**** Extracted material ****

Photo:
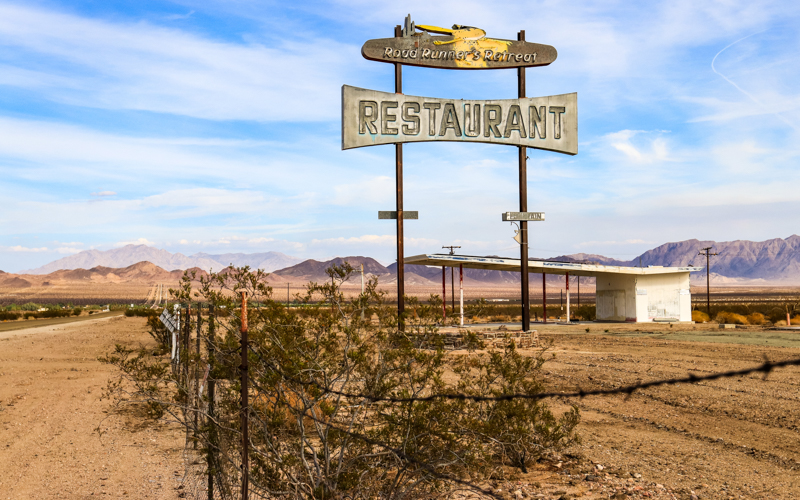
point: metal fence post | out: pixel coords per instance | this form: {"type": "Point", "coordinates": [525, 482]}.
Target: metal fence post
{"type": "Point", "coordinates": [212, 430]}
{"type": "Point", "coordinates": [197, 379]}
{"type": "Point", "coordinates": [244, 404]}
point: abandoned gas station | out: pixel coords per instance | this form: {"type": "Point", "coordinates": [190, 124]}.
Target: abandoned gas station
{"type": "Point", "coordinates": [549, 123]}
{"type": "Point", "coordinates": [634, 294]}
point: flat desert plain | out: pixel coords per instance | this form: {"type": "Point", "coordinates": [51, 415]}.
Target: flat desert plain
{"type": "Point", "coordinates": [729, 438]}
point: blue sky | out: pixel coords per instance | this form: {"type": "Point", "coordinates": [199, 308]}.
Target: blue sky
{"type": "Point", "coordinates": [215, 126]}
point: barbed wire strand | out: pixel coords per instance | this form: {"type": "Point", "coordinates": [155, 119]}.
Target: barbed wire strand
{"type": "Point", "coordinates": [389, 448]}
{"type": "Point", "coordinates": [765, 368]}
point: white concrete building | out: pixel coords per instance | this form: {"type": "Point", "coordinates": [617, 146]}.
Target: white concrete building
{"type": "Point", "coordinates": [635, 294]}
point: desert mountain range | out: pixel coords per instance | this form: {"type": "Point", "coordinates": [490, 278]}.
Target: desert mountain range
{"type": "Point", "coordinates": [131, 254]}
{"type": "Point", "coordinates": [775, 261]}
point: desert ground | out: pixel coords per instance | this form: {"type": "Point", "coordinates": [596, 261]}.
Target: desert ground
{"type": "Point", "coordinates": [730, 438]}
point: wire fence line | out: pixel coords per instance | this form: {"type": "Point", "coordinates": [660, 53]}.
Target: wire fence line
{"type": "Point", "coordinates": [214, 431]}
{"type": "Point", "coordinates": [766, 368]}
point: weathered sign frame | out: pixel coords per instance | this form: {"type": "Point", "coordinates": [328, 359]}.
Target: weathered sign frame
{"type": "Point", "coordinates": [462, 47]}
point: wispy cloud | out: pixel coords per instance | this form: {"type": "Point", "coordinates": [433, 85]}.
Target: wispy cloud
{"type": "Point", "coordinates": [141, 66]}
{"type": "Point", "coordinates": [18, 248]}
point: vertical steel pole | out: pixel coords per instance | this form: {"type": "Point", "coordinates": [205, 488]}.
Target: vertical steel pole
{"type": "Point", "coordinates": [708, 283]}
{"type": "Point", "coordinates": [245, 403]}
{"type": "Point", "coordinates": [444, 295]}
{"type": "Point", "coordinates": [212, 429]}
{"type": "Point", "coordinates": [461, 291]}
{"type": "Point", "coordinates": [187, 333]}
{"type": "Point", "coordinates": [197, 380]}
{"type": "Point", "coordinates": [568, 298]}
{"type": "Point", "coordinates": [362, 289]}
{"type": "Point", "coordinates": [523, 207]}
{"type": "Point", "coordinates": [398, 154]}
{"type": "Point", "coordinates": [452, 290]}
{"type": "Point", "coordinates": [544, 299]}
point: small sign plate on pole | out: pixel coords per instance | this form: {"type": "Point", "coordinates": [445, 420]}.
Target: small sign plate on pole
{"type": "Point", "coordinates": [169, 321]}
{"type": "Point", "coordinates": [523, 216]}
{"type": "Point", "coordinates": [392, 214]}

****
**** Extracted material ****

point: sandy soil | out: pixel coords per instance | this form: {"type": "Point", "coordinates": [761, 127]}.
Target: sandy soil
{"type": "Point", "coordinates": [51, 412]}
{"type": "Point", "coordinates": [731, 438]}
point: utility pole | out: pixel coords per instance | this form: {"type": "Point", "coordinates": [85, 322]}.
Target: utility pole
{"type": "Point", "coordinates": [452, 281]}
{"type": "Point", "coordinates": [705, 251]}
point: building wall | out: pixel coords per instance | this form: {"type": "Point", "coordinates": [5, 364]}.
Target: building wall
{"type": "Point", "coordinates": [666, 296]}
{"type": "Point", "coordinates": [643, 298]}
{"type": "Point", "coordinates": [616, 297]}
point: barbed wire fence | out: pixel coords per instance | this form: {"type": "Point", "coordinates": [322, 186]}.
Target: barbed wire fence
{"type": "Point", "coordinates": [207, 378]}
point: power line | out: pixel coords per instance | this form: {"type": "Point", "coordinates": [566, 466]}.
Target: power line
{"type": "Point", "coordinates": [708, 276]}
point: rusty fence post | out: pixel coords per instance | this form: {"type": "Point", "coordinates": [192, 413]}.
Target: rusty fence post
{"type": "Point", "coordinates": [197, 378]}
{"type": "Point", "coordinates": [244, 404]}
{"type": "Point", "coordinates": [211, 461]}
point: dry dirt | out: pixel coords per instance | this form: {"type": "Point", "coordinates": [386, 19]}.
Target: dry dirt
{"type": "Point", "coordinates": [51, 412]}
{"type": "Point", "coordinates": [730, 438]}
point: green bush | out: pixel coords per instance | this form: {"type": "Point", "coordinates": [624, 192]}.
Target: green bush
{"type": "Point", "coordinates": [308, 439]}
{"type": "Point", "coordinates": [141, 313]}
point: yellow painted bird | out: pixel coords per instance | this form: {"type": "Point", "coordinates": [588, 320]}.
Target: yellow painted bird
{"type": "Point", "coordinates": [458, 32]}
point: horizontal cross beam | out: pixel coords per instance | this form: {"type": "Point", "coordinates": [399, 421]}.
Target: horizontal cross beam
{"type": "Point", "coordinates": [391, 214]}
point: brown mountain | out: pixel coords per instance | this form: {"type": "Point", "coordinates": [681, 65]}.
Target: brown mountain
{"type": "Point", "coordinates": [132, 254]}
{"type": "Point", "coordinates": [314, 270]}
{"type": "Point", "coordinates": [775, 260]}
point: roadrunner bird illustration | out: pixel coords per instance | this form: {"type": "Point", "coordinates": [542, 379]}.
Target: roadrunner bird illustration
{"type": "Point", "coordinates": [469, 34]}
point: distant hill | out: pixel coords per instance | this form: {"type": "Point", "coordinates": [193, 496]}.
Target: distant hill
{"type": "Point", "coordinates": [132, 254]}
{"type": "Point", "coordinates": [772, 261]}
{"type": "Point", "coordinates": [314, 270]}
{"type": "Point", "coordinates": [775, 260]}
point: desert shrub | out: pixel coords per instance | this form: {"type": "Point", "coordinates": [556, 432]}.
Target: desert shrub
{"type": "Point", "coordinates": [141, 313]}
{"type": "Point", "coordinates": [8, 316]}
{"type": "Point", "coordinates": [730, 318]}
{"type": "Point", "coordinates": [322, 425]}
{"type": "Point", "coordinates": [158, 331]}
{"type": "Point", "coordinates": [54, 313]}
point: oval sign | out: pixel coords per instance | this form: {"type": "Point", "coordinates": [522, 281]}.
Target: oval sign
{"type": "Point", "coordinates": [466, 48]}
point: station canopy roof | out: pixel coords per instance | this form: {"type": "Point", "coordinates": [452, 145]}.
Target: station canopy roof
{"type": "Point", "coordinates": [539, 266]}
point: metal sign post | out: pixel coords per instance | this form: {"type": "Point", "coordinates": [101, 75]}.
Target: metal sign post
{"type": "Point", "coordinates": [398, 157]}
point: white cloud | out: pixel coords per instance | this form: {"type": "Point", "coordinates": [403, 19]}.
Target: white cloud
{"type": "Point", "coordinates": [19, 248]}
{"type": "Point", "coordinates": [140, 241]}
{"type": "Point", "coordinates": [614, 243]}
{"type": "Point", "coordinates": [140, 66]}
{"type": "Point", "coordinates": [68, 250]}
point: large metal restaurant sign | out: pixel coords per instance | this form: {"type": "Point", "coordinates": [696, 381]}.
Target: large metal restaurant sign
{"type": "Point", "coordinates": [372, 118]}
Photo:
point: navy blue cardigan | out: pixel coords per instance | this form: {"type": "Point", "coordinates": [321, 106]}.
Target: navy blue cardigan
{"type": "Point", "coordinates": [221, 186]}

****

Which lines in the listing above contain the word "concrete" when case is taken into account? Copy out each of them.

point: white concrete building | out: pixel coords per instance | this form: {"type": "Point", "coordinates": [617, 146]}.
Target: white concrete building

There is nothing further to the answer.